__Short problem__
Please locate every line in the material below that contains the string "wall", and copy each of those lines. Case counts.

__Task input__
....
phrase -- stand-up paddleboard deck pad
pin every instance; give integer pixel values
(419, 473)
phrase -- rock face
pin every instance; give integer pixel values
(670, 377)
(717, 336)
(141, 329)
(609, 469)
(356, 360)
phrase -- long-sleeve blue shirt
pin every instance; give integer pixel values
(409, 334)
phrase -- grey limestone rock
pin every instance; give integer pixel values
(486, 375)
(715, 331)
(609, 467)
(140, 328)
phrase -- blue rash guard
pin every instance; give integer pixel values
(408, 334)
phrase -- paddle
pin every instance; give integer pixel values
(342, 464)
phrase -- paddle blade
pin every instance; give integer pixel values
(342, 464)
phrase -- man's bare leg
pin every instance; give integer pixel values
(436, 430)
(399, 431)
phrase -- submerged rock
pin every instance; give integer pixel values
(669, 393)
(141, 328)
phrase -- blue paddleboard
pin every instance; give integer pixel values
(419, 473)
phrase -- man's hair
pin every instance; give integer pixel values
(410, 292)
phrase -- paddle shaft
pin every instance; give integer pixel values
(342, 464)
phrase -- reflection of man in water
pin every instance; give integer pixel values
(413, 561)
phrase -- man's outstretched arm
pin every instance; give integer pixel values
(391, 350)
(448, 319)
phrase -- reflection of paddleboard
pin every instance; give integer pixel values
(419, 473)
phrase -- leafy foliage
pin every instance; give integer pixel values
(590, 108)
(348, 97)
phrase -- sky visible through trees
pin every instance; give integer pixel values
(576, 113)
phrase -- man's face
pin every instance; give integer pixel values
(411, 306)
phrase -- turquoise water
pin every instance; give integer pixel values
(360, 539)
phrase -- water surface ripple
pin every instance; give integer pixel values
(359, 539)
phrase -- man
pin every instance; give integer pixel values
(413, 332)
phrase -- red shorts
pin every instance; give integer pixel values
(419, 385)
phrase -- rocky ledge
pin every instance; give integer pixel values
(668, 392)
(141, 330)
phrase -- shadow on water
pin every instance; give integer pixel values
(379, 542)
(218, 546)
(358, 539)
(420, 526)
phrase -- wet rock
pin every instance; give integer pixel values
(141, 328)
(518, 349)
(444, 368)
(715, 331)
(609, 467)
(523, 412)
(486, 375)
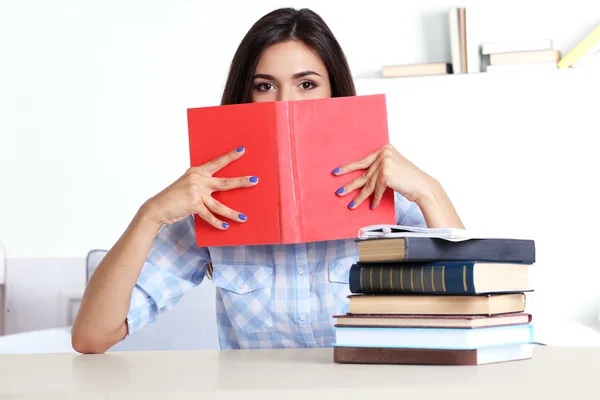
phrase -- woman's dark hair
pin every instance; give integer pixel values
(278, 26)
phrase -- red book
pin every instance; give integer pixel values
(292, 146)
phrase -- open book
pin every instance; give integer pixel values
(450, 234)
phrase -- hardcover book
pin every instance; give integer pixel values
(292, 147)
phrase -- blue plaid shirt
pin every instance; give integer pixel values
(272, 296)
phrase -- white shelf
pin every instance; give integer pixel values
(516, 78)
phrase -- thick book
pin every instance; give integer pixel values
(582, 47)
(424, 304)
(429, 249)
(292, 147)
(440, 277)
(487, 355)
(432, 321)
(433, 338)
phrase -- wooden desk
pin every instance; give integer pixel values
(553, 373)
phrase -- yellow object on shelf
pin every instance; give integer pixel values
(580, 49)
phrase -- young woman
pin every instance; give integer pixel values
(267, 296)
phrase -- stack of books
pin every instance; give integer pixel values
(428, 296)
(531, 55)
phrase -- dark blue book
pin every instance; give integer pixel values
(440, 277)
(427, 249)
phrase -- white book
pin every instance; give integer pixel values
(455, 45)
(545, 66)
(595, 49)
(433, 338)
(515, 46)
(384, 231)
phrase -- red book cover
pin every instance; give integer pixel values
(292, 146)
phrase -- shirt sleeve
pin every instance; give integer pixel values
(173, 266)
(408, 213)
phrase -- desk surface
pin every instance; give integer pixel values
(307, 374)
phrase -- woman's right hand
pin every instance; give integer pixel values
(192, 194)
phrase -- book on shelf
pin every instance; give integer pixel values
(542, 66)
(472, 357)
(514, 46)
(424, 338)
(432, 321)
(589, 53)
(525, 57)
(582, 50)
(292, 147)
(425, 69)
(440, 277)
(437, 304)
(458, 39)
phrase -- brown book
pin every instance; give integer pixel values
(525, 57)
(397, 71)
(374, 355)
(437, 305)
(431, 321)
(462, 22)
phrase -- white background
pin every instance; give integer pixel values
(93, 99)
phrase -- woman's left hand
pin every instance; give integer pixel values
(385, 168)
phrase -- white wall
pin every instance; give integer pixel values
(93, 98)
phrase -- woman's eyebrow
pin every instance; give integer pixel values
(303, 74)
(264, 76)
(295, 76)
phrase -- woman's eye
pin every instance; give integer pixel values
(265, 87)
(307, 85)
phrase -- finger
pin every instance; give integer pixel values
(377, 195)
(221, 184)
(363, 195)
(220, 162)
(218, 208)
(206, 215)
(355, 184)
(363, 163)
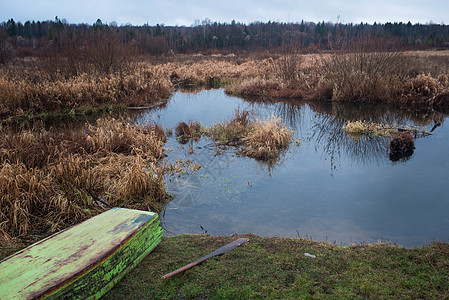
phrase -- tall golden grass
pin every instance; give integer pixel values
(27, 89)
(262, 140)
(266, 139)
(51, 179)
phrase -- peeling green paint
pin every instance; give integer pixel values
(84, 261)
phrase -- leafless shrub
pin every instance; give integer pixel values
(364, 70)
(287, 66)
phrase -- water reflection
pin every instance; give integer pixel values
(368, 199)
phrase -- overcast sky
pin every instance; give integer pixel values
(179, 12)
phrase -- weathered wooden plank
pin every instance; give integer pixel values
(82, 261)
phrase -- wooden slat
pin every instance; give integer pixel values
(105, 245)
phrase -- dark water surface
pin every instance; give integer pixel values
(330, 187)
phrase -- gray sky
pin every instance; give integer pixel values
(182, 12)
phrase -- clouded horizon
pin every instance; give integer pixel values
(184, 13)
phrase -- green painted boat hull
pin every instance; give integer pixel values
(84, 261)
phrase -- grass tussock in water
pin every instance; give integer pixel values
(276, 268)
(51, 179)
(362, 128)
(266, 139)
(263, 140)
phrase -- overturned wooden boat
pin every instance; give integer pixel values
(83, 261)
....
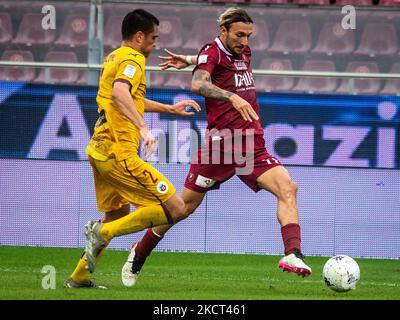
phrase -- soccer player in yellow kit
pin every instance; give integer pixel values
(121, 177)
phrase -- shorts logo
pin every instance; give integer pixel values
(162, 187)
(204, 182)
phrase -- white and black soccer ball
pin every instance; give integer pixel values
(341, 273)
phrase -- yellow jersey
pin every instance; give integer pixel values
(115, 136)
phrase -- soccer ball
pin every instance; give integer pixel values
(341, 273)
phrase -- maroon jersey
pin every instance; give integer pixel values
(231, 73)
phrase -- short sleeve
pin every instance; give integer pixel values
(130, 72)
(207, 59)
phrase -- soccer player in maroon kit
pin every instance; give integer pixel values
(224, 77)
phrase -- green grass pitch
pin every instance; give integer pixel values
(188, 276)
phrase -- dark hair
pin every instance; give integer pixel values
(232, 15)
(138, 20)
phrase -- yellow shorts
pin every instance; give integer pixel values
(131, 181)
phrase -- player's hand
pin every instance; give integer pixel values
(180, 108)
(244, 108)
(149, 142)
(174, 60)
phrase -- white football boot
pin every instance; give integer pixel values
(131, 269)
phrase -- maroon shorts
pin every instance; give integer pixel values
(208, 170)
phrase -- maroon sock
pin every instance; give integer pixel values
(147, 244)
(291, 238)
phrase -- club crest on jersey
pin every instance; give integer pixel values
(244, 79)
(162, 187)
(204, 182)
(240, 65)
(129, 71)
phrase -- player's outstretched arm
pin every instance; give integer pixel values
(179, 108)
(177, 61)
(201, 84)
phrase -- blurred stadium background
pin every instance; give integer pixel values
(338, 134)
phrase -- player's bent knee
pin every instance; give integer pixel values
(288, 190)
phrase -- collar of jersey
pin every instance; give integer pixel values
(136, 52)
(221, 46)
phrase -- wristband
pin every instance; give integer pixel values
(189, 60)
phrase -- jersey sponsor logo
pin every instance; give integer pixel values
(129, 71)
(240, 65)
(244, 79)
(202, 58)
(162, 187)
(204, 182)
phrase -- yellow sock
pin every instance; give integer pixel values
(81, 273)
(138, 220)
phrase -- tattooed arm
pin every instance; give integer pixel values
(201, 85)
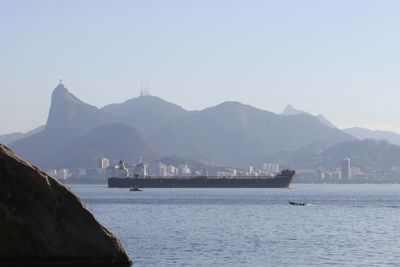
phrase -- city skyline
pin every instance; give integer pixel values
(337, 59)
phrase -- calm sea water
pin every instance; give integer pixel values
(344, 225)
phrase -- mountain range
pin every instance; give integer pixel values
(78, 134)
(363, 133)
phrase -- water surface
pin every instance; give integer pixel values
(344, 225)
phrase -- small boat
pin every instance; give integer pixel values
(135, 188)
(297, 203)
....
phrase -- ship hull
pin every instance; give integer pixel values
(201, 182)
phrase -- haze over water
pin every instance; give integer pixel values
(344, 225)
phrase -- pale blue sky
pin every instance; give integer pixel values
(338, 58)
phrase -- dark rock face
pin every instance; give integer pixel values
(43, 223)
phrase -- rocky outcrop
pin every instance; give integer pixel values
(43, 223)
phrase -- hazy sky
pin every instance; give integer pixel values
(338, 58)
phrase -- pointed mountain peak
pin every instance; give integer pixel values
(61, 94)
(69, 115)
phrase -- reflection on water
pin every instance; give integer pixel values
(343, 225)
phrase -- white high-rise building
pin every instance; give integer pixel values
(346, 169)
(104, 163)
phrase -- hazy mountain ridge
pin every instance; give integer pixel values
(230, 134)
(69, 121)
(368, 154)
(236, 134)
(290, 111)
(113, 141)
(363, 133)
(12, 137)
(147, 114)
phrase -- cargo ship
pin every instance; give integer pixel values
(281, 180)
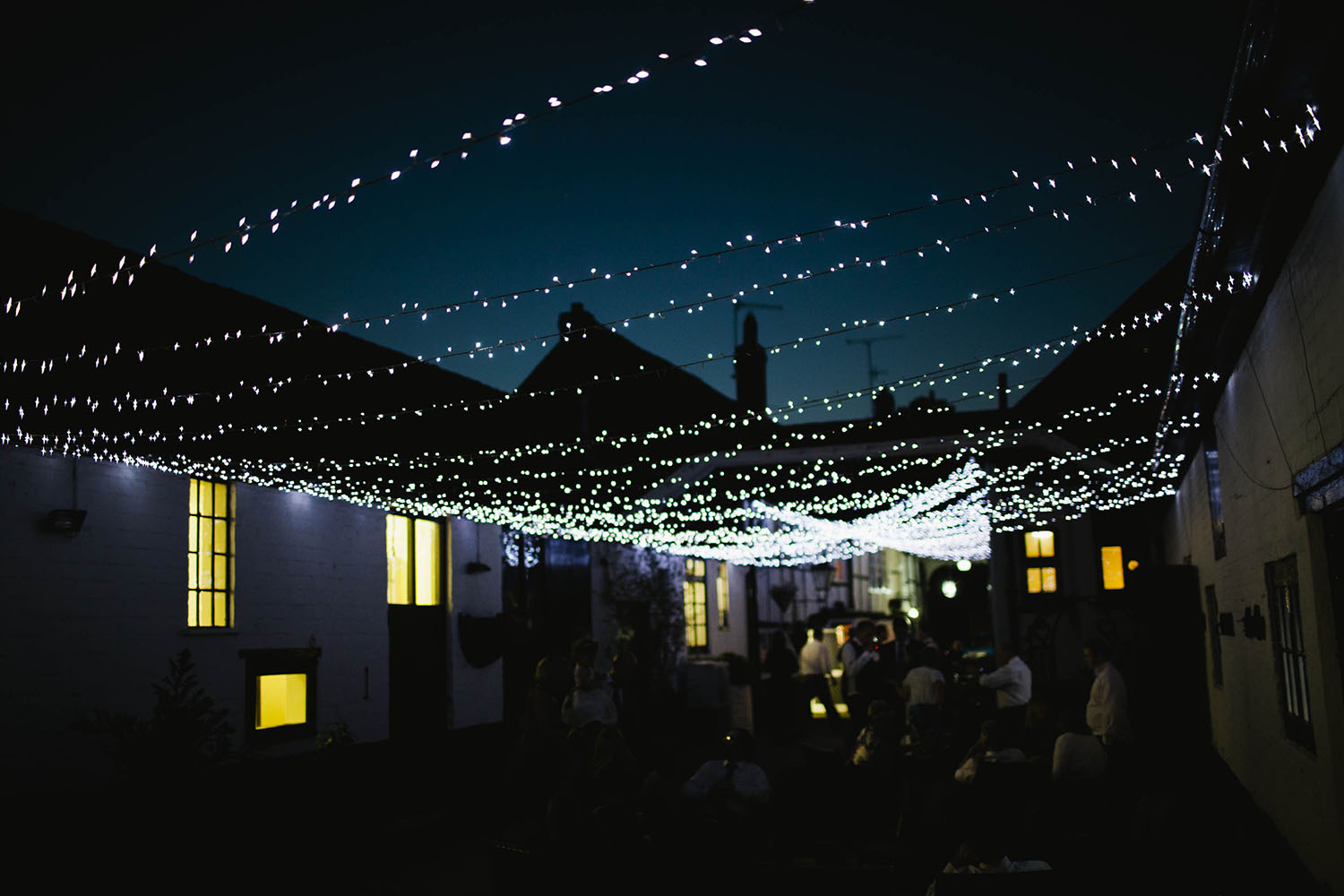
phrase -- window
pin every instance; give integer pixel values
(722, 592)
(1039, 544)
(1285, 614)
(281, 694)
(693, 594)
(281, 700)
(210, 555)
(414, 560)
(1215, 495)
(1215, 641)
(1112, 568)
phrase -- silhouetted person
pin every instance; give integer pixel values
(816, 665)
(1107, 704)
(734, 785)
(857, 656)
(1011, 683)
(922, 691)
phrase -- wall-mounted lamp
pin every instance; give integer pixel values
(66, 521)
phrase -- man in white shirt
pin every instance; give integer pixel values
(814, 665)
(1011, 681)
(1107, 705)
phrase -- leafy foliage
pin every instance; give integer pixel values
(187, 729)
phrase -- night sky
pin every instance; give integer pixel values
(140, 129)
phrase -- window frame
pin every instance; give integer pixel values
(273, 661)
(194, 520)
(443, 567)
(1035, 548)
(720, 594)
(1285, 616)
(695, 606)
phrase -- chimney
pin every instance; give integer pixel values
....
__Task output__
phrase -- white wall
phrase -- wall-mounted lamp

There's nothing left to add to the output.